Goal of the exercise
Copy the items from the first line through the line containing "(111, 70), (125, 79)", both included, swapping "Output" for "Result" and leaving everything else untouched.

Raw records
▼

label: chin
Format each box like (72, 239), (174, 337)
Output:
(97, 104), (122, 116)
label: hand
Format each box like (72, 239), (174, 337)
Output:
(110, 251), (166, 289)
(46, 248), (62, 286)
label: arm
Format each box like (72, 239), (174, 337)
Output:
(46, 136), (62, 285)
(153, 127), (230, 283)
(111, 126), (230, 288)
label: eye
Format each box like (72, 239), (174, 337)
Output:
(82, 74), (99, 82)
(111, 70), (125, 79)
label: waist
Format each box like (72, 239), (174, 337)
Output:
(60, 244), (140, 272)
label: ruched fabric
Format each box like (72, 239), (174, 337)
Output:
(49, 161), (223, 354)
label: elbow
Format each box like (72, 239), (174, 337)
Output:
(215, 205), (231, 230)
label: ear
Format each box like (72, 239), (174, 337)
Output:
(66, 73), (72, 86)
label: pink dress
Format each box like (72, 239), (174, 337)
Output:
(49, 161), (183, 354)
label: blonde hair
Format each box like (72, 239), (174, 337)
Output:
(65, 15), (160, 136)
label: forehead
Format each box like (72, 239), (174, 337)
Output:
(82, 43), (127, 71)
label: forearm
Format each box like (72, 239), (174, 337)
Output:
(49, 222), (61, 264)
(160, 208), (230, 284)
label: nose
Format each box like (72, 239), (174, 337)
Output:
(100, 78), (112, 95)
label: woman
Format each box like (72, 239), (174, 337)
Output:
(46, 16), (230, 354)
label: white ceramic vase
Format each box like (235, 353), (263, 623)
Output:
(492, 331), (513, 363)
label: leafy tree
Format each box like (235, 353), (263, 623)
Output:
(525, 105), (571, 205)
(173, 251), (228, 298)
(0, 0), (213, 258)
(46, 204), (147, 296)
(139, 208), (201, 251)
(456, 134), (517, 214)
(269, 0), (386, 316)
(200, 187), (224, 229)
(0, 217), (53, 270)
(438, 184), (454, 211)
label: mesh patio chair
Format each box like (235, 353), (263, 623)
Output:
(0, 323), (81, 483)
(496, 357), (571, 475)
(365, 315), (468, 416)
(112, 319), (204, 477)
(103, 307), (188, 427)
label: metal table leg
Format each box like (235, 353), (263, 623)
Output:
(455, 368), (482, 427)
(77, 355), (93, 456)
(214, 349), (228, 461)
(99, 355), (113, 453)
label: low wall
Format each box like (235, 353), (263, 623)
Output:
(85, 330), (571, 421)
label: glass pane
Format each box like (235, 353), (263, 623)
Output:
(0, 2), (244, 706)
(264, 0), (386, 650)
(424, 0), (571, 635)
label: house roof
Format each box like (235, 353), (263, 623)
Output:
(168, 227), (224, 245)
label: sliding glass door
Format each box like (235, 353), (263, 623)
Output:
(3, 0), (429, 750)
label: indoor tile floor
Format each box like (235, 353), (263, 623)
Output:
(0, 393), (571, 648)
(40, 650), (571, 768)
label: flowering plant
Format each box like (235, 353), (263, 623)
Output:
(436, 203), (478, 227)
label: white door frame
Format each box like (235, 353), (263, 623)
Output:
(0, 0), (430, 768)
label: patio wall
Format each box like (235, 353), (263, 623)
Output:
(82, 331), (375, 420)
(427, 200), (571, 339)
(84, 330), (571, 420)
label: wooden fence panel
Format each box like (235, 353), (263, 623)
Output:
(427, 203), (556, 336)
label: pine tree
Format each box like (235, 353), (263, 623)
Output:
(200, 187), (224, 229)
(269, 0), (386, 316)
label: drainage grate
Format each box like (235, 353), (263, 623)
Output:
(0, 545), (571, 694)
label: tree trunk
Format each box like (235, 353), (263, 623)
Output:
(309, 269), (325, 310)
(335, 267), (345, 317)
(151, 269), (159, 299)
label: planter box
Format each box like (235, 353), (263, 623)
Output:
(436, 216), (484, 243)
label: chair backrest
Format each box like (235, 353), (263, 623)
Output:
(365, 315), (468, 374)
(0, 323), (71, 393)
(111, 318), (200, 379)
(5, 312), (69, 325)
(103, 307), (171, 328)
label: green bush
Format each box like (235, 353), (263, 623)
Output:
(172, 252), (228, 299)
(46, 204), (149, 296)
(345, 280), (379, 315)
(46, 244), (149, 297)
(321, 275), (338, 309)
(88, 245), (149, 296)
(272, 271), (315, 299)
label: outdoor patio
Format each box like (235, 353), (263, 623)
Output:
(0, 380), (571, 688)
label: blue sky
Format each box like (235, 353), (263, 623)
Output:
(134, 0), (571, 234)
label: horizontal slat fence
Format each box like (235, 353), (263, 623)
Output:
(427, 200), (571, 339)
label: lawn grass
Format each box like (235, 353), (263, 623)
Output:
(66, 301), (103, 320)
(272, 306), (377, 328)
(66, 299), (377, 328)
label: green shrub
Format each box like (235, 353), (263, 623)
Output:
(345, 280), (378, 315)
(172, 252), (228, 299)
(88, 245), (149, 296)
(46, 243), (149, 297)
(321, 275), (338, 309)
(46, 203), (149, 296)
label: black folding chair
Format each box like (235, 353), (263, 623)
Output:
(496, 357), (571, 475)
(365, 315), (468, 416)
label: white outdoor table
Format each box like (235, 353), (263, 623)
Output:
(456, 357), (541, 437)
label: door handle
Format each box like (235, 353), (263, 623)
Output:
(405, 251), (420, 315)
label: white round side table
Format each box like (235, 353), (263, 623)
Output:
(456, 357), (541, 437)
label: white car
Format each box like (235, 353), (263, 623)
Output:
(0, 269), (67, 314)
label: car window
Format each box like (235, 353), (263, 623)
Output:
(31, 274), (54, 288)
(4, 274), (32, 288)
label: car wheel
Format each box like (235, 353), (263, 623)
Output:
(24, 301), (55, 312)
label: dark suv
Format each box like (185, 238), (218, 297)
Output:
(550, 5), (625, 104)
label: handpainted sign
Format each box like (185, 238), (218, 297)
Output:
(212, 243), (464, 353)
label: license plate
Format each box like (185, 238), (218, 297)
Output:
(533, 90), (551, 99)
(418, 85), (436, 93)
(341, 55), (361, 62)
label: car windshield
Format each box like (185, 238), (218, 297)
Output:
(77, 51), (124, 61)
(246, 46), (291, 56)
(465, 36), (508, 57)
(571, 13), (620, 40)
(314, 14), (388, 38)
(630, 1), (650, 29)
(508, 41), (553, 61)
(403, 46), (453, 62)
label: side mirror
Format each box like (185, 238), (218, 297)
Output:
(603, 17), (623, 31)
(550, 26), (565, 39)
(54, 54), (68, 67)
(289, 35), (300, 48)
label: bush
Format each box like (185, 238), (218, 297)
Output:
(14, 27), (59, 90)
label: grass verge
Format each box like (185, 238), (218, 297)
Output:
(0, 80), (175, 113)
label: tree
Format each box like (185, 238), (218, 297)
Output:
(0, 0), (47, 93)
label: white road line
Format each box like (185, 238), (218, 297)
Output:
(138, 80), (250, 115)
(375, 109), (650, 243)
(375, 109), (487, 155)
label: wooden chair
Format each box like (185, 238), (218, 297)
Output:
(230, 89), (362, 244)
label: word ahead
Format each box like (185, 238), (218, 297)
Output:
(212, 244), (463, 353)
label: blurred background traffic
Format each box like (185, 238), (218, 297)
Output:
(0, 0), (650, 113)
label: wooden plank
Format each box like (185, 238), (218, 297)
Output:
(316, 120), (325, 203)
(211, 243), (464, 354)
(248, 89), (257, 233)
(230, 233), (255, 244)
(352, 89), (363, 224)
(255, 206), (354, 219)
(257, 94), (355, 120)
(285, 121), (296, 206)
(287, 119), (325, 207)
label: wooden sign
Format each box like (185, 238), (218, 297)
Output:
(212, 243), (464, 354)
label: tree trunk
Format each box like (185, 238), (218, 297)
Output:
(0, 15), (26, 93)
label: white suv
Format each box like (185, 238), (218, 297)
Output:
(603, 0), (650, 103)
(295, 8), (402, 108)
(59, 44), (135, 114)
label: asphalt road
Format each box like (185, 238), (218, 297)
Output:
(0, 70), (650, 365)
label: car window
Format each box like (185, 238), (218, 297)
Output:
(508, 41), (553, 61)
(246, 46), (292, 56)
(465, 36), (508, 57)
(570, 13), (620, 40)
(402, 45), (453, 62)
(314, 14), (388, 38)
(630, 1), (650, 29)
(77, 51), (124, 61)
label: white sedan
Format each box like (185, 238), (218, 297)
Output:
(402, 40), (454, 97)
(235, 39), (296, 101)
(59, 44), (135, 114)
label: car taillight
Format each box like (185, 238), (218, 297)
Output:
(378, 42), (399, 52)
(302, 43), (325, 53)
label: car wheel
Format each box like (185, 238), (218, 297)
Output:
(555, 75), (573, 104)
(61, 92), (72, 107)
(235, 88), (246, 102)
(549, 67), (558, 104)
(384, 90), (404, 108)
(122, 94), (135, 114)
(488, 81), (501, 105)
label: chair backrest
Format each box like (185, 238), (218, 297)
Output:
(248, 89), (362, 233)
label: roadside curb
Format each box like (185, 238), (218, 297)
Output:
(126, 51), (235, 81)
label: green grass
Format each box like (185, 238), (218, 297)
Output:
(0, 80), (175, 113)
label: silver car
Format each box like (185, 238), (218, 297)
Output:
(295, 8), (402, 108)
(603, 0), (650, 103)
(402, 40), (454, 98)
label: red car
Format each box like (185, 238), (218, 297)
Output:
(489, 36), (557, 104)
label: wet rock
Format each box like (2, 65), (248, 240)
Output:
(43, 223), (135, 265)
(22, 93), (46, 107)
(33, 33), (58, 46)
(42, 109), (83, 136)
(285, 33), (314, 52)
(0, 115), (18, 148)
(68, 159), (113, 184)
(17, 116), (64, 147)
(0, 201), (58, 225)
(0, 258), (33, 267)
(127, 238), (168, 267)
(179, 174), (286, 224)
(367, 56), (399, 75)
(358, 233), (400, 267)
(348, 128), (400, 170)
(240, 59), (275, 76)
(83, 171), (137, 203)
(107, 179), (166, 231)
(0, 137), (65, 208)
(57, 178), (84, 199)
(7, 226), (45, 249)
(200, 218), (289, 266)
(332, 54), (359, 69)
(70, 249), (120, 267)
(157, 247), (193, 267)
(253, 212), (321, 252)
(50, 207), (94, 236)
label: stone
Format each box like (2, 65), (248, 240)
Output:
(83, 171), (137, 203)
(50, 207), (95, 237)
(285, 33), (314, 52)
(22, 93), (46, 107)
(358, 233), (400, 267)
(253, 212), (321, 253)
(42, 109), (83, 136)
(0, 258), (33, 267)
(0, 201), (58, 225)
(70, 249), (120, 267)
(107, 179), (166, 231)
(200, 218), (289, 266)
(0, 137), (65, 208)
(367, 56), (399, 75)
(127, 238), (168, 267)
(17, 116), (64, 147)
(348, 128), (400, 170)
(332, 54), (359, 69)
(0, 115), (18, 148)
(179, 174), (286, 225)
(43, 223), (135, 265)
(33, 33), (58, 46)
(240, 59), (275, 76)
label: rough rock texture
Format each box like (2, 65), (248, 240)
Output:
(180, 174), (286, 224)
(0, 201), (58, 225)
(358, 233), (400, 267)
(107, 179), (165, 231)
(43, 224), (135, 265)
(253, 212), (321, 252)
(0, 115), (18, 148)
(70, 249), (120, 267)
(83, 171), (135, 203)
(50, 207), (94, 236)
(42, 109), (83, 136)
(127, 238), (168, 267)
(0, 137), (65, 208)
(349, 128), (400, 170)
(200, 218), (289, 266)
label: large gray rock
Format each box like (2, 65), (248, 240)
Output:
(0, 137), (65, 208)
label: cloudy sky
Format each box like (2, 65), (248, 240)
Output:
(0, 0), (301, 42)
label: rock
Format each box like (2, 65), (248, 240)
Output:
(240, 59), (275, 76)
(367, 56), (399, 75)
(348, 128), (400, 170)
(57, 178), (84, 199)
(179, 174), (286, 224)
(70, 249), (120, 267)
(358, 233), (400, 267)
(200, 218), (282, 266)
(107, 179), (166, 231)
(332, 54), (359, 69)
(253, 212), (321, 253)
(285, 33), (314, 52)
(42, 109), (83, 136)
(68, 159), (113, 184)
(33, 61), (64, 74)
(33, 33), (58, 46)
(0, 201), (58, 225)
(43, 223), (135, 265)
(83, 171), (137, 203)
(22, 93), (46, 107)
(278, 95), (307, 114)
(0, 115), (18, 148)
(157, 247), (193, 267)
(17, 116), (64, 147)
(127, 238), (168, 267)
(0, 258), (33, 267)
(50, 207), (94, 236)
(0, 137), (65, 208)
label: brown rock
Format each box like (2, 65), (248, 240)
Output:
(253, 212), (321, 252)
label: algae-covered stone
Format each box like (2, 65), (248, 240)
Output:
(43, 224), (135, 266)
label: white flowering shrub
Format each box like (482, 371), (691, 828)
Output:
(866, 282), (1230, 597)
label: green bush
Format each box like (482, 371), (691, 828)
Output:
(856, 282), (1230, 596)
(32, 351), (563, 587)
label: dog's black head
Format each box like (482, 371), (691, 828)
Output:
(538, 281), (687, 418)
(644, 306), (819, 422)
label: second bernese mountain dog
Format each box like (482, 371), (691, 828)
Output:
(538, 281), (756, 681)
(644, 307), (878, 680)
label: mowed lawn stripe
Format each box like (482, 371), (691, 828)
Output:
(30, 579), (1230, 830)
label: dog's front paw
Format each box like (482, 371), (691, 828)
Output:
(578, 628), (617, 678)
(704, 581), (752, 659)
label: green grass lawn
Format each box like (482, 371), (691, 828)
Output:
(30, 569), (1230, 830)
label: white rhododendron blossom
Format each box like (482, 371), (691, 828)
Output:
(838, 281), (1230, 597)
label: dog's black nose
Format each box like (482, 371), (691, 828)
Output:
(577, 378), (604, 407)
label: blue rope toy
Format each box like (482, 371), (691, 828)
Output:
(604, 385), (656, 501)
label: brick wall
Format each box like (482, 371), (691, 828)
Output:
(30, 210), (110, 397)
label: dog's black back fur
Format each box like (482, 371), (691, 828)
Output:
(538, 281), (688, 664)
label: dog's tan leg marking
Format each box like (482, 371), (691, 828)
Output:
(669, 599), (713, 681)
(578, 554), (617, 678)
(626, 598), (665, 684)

▲

The reply
label: chin
Format each box like (72, 239), (174, 337)
Result:
(97, 104), (122, 116)
label: hand
Format each box like (72, 239), (174, 337)
Result:
(110, 251), (166, 289)
(46, 248), (62, 286)
label: arm
Format each box like (72, 239), (174, 337)
Result:
(46, 136), (62, 285)
(153, 127), (230, 283)
(111, 126), (230, 288)
label: eye
Format each box like (72, 239), (174, 337)
Result:
(82, 74), (99, 82)
(111, 70), (125, 79)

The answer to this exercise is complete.